##### Provided text #####

Lizot likes the writing process for providing her catharsis, as her essay “Missing” shows when she’s on pins and needles as she awaits word from a son who backpacks around the world with no money or credit card as his internship in life. She says, “Something happens when you write!”

Remarkable restraint

Lopez calls it “therapy without the atrocious costs.” Her “Silence is a Religion” ends with a mysterious statement on the hardest silence of all: when all is not right in the home. She practices a remarkable restraint of not letting it all out on what seems to be a failed relationship.

She credits Hidalgo for teaching her the technique of “leaving something out for the reader to discern. That way you engage the reader. You can’t spoon-feed your reader.”

Macasaet enjoys the process of creation because “I play with words and images. I find time to be alone to think, to be totally in the zone which is a different frame of mind altogether, a satisfying state.”

Her short “Still Life,” set by Lake Zurich in an afternoon in May, reads like a prose poem that may have been labored over. To hear it from Lilles and Lizot, they “had to practically hold a gun to her (Macasaet’s) head, we threatened her,” as she seemed more inclined to edit their works or write fiction rather than an essay.

Lilles describes Macasaet’s prose: “It has a cadence. There’s not a word out of place. Her style is literary and demands a mature reader. Sorry ka na lang if you don’t get it.”

“It didn’t take me long,” Macasaet says, “I got in the zone. Honestly, it just took me one afternoon and a revision.”

She chooses the hours from 11 p.m. till 3 a.m. to write so it’s quiet and she doesn’t get bothered. “My creative hours are at night. In the morning I’m a zombie, although I write notes on post-it pads beside the bed in case an idea or a phrase comes up.”

Lizot’s writing hours are the same. When her French husband retired, she saw his need for her company. He recently left abroad for a consulting job. The wife rues, “Hopefully, that will give me time to write.”

Secrecy

Self-censorship crops, as when they write for-your-eyes-only compositions. The secrecy is borne out of fear of and for their families, especially children and parents, since they mine their stories and essays from experiences and their portraits of others may not always be flattering.

Although Hidalgo encourages them with statements like “If you’re afraid, why write at all? You can’t be a writer if you’re not brave,” she has told them that her generation is also secretive, and there are some things she can’t write about.

When they gave short stories for “When We Were Little (Women),” Lizot says, “We were not prepared to bare all, so our childhood stories were fictionalized.”

The three think that Laudico, Xin Mei and Mabanta are “the brave ones,” especially the older Mabanta who likes to declare, “I don’t care, I will write about it.”

##### Data supplied #####

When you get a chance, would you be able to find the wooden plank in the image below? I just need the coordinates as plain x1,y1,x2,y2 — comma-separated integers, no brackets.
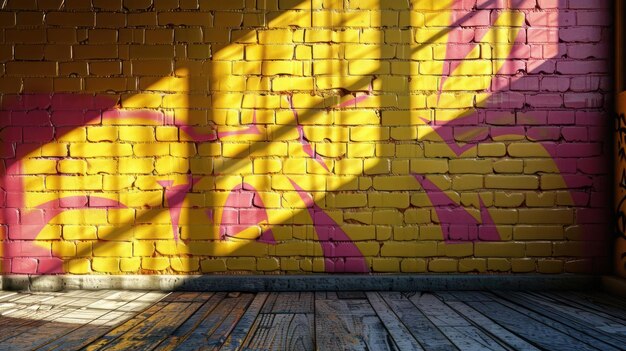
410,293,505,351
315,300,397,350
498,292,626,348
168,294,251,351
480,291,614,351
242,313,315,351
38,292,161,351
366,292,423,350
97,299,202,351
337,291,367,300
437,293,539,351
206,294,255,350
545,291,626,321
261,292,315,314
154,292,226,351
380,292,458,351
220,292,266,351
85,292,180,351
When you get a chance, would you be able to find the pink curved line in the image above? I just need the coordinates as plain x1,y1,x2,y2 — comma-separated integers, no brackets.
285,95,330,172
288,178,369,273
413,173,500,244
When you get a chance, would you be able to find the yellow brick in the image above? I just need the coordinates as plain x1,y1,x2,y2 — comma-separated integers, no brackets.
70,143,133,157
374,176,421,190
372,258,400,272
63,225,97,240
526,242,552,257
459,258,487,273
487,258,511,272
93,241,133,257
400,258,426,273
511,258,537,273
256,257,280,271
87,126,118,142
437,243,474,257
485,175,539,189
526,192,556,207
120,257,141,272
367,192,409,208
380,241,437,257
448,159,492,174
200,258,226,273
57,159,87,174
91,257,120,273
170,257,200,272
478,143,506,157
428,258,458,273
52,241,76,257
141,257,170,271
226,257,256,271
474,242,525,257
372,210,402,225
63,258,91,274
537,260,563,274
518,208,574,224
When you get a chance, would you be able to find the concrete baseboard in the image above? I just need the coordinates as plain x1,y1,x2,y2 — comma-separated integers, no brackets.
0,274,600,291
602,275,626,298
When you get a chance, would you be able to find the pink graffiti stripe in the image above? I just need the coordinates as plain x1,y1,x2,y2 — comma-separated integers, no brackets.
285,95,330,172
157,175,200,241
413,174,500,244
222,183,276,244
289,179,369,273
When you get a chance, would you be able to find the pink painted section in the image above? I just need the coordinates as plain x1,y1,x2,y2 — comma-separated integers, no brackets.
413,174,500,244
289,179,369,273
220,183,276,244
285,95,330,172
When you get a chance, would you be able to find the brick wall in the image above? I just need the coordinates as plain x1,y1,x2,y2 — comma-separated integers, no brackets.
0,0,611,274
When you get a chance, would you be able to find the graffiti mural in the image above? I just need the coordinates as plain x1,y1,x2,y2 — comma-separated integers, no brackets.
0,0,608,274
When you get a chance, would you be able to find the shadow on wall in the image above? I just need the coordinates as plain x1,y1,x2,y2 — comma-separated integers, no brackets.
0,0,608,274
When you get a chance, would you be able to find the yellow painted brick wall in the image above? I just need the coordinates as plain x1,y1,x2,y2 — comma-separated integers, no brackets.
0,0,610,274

#####

Task ::
From the writing group text above, output everything from "She chooses the" down to "always be flattering." without any changes.

Task output ::
She chooses the hours from 11 p.m. till 3 a.m. to write so it’s quiet and she doesn’t get bothered. “My creative hours are at night. In the morning I’m a zombie, although I write notes on post-it pads beside the bed in case an idea or a phrase comes up.”

Lizot’s writing hours are the same. When her French husband retired, she saw his need for her company. He recently left abroad for a consulting job. The wife rues, “Hopefully, that will give me time to write.”

Secrecy

Self-censorship crops, as when they write for-your-eyes-only compositions. The secrecy is borne out of fear of and for their families, especially children and parents, since they mine their stories and essays from experiences and their portraits of others may not always be flattering.